* **TASK A**
In the journal entry, what service opportunity did the writer take at a meeting?

* **TEXT TO READ**
^^^^

Another good day. Good effort overall. Glad I have tomorrow off and I'm taking a rest day to reenergize for next week. I definitely put in good effort all week and made good progress. Today was mostly all positive but later in the day I felt some doubt about my trajectory and felt a little old to be learning something new. These are definitely thoughts to challenge and defeat. Whatever I do I want to come from a place of faith and confidence. That's where I've been most of the time. So this was a rare thought for this week. Most of the time I'm on offense. The big thing is to get back to trusting God in moments like these and look at all the daily progress I'm making which is considerable. If what I'm doing takes time then fine I'm at least going to keep putting in effort. Big thing is to keep my days solid and to keep God first.

Daily spiritual practice* Nice morning session here.

Attitude of service* Good here. Found an opportunity at a meeting to cut cake and pass out the cake. I jumped at this opportunity which is good. I like being on my toes for opportunities to serve.

^^^^

* **TASK B**
Count the lines in the records below that contain the string "rock", and give only the number.

* **EXERCISE DATA**
^^^^

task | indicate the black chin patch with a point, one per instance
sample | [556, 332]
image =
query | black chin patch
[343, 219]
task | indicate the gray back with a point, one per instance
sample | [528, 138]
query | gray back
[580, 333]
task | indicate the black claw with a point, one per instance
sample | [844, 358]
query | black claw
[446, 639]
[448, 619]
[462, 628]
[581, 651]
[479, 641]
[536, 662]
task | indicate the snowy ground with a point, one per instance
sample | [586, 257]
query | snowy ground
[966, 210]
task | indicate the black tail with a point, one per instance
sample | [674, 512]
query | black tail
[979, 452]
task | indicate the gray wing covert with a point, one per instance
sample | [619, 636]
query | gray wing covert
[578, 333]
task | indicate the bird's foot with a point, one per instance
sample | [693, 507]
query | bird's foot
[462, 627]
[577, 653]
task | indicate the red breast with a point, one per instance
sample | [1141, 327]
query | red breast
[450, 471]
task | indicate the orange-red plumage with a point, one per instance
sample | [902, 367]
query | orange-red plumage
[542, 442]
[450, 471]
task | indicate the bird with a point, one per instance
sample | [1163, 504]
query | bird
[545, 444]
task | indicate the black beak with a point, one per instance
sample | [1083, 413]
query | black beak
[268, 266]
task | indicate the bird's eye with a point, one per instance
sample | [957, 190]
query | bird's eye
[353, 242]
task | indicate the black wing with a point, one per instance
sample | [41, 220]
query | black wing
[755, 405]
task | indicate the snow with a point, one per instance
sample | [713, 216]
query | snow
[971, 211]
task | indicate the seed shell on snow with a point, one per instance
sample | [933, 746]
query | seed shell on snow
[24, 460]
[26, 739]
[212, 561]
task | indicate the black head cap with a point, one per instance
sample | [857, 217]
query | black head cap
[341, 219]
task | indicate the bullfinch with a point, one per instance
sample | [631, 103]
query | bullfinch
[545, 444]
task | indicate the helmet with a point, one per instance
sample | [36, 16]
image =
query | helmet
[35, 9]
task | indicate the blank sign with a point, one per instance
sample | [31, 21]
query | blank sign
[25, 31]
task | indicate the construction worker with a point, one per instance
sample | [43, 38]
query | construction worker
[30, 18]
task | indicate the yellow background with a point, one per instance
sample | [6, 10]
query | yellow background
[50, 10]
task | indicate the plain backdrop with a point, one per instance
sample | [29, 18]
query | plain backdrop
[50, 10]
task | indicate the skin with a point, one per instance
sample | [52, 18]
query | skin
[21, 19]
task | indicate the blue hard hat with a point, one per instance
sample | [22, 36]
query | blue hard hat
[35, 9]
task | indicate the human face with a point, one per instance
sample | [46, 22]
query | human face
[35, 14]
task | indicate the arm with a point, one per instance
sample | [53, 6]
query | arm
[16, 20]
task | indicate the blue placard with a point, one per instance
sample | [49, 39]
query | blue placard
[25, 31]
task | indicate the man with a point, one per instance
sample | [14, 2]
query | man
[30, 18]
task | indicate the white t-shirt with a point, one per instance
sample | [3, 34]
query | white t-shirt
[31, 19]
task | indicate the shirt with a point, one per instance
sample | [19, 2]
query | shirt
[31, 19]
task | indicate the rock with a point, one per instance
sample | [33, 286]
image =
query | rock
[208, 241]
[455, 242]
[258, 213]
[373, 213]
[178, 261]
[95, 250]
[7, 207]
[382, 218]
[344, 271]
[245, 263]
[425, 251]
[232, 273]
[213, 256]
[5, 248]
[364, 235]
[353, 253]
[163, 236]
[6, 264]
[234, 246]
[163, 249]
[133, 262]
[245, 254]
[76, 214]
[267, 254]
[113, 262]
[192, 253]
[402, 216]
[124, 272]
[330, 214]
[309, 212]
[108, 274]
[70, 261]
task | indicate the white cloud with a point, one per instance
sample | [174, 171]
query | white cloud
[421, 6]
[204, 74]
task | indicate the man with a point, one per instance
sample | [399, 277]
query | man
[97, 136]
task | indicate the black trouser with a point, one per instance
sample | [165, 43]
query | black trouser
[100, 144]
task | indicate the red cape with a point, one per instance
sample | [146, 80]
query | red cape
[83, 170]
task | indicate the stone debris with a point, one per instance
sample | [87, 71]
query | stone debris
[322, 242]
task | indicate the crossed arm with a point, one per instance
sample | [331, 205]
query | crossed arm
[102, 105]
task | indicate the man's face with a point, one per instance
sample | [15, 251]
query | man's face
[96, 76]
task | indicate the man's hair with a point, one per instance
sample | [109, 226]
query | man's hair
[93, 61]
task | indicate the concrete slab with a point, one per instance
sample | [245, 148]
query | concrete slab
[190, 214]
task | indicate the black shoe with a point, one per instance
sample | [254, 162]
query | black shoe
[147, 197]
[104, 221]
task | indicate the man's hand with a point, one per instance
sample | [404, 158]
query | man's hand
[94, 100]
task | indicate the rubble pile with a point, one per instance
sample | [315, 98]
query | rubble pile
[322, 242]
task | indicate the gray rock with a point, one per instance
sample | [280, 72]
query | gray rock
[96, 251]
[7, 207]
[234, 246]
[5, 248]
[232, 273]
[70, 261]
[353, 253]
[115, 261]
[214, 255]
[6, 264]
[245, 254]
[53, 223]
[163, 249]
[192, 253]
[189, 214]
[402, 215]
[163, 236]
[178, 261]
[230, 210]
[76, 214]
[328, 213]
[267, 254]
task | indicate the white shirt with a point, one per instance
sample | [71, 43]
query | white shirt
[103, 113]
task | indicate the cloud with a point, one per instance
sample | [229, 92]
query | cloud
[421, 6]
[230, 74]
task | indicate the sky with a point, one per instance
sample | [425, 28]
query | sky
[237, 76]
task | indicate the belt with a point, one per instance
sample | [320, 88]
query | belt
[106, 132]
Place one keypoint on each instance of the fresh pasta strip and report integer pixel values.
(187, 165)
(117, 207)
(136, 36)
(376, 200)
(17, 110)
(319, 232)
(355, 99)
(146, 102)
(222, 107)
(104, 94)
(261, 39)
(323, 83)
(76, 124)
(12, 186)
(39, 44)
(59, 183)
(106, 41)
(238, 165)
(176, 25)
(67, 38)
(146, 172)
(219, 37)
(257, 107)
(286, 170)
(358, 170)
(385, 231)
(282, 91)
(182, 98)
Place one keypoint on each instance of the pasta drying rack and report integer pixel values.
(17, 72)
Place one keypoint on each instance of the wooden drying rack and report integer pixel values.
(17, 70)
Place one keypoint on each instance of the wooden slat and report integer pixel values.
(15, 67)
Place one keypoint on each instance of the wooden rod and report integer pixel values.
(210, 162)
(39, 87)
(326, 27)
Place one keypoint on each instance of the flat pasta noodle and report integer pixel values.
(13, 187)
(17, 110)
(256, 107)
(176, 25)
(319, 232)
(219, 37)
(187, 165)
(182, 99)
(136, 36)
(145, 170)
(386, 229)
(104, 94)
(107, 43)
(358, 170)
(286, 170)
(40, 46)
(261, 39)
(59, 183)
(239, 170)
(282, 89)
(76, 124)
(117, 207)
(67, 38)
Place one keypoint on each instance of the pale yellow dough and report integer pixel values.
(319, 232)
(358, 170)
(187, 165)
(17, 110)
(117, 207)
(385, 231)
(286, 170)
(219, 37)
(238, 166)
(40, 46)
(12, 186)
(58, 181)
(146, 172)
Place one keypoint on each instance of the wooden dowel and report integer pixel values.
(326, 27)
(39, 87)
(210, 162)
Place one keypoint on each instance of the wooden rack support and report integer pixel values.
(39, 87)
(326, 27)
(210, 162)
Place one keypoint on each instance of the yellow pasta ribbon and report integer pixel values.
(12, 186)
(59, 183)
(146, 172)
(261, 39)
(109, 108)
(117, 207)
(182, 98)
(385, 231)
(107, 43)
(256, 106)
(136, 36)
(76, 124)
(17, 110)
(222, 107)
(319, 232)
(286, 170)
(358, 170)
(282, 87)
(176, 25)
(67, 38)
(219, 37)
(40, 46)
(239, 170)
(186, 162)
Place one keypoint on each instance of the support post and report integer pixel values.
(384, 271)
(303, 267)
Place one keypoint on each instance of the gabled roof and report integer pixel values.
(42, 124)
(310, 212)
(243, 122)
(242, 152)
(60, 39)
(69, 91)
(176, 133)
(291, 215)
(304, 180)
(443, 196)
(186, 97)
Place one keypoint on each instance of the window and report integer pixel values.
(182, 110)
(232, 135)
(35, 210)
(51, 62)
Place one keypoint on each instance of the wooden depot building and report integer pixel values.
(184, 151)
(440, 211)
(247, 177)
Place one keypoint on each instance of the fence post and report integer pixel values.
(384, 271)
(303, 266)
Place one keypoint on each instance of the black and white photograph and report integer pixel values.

^^^^

* **CORRECT ANSWER A**
The writer cut the cake and passed it out.

* **CORRECT ANSWER B**
4